● **Source text**:
I soon became acquainted with the men of the Moro Company and before long knew their home islands and some of their characteristics. Their home was the chain of islands extending northeast from Borneo to Mindanao. It also included the island of Palawan across the Sulu Sea from Zamboanga. In customs, habits, and dialects, the Moros, like the American Indians, differ among themselves. The Apache Indian in the American Southwest differed in many ways from the Iroquois Indian of the Northeast. In the same way the Sulu Moro in and around Jolo Island differs from the Lanao Moro of north central Mindanao. Their clothing, fezzes, bladed weapons, and dialects are all different. Moros usually have no family name, and I was in the company some time before I realized that Ansula (Moro) was the father of Mohamid (Moro) and that within the company there were brothers and other close kinships. The single given name when written was always followed by the word Moro in parentheses. All of the non-commissioned officers and many of the privates spoke English, although it was very difficult during the first few weeks to understand them.

First Sergeant Ramos, Corporal Rutom, and Private Lao, all from the province of Lanao, formed the administrative group in company headquarters. Sergeant Ramos was very efficient, and in Corporal Rutom we had the finest company clerk I have known. I cannot remember that he ever made a mistake in company administration, and, in addition, being powerfully built, he was a mainstay of our track team and the company’s best volleyball player. Lao seemed at that time very young, and it was to be a great surprise to encounter him later as a battalion commander of guerrillas. Private Gumbahali, son of a former Scout, was company bugler.

● **Tasks for this exercise**:
[a] In the text about the Moro Company, why did the narrator spend some time in the company before realizing that Ansula was the father of Mohamid?
[b] Show every line of the listing that contains the word "blue", treating uppercase and lowercase as different.

(Stored entries)
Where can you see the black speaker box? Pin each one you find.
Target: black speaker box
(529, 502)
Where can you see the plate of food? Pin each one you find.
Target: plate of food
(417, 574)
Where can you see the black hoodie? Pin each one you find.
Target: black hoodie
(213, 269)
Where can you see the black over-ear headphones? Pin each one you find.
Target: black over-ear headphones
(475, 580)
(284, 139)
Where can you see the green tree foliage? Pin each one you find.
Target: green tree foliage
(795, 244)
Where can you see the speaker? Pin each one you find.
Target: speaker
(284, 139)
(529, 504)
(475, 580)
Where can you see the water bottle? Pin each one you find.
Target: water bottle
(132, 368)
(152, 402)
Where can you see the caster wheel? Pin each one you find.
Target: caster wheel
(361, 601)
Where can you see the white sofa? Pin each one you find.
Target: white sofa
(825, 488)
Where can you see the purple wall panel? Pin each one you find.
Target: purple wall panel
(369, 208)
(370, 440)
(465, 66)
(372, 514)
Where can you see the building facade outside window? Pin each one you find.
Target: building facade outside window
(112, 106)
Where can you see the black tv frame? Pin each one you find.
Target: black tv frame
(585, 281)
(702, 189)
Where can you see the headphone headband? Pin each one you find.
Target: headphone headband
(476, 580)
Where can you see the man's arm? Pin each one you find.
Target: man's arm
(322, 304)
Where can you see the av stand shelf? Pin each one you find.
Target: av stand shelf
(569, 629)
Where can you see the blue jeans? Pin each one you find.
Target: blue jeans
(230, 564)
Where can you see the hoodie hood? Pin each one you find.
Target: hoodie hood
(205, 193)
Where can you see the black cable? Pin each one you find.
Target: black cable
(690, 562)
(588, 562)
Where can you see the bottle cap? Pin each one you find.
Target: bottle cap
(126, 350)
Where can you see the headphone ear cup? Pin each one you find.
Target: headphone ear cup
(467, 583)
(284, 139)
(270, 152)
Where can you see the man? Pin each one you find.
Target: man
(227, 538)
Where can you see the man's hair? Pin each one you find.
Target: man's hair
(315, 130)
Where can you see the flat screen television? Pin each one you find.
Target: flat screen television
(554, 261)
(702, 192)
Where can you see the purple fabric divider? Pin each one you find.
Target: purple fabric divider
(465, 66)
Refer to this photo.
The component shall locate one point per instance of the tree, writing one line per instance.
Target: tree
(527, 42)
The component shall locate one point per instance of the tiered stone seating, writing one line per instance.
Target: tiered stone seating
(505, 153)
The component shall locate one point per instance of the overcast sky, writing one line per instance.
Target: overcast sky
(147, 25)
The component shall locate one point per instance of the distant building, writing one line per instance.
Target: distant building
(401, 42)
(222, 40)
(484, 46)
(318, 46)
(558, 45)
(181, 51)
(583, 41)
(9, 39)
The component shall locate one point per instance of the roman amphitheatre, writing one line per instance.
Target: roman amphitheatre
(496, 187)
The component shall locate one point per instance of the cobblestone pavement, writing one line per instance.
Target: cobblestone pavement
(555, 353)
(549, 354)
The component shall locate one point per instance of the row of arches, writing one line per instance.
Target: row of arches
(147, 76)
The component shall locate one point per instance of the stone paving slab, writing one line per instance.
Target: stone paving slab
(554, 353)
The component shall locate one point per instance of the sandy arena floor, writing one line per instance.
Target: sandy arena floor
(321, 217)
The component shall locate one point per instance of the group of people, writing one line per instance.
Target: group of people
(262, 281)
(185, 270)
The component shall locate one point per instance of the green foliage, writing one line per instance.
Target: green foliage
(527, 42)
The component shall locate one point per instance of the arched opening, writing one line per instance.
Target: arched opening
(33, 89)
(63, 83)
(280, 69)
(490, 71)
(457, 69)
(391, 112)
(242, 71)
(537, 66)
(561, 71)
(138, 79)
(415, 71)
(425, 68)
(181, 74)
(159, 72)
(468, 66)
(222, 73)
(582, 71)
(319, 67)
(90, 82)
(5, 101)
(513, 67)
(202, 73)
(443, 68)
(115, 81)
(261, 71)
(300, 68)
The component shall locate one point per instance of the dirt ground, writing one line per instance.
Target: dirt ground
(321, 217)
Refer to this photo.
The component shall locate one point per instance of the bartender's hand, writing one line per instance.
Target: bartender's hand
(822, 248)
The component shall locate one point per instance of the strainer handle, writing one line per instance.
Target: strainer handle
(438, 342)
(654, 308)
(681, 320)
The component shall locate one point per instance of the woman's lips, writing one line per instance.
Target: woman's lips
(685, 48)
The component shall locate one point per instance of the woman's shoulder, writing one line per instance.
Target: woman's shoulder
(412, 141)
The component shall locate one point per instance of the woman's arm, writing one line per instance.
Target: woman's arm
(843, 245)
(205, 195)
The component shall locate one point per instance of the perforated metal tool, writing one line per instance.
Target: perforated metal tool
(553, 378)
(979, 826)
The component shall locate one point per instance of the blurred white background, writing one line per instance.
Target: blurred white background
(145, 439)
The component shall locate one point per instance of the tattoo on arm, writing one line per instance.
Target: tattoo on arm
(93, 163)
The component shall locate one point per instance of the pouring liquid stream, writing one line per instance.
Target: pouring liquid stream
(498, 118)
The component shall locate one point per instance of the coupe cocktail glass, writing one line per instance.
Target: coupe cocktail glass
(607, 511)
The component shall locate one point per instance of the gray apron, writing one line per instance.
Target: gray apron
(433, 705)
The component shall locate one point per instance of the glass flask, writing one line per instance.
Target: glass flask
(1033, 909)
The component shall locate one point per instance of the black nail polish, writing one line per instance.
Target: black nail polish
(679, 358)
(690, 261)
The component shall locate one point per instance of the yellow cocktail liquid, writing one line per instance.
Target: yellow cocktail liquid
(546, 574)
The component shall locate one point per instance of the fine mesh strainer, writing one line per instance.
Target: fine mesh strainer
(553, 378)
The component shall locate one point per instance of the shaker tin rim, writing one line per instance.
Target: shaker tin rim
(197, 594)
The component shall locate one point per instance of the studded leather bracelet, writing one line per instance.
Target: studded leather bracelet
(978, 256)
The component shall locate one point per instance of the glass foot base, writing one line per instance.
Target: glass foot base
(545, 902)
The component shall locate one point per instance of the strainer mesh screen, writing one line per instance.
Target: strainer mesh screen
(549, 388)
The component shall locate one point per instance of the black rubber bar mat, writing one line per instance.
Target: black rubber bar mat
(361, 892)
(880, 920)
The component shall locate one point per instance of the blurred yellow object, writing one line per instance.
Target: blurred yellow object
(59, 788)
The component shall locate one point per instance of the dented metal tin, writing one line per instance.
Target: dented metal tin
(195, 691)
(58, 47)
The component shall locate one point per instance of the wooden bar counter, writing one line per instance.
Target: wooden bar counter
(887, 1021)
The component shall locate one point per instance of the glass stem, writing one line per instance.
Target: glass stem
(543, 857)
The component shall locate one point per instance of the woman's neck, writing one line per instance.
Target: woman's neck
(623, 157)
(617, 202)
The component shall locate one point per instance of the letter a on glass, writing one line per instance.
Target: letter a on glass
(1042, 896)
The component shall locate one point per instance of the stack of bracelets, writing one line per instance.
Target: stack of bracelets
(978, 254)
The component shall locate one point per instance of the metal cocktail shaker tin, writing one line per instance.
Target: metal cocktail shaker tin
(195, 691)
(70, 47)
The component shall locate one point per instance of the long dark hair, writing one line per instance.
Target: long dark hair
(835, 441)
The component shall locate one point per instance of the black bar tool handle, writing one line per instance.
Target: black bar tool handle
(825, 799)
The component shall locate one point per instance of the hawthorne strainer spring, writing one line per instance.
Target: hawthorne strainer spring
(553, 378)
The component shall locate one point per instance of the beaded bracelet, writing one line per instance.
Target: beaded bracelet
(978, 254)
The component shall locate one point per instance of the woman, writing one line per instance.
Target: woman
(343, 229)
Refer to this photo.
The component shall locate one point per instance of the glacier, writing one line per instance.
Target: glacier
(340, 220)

● **Solutions to the exercise**:
[a] Moros usually have no family name. Each man went by a single given name, written with the word Moro in parentheses after it, so the names did not reveal that Ansula and Mohamid were father and son.

[b]
Where can you see the blue jeans? Pin each one you find.
Target: blue jeans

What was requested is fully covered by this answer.